◆ PROVIDED MATERIAL

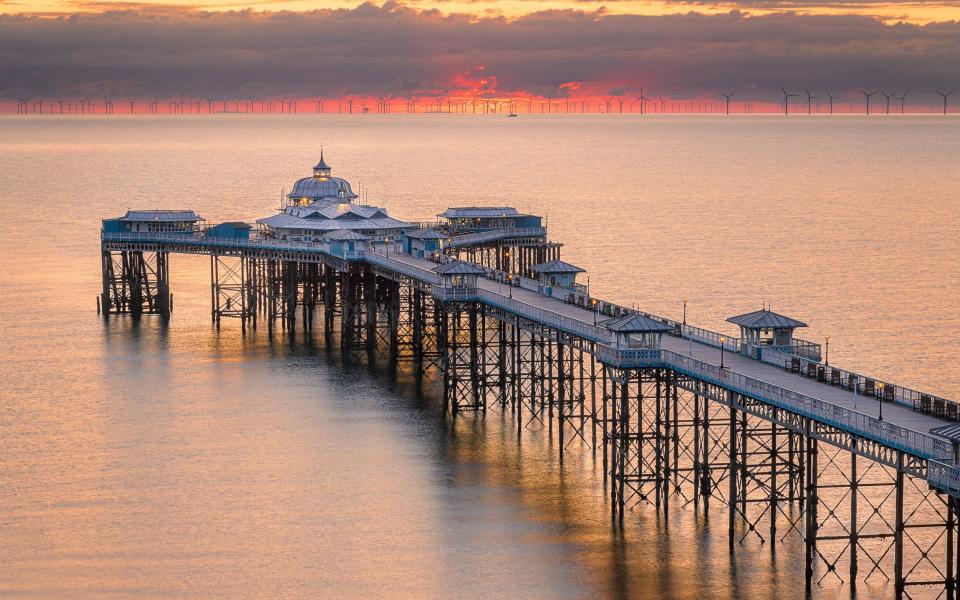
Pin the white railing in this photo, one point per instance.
(495, 234)
(868, 386)
(547, 317)
(399, 266)
(211, 242)
(454, 294)
(943, 476)
(914, 442)
(629, 356)
(710, 338)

◆ WHAT YOU HAVE TO DO
Write out the whole listing exactly. Do not include the pictures.

◆ RESULT FOR THIS TASK
Pin the white railing in this photo, one point per instance.
(495, 234)
(868, 386)
(547, 317)
(399, 266)
(211, 242)
(454, 294)
(943, 476)
(914, 442)
(629, 356)
(710, 338)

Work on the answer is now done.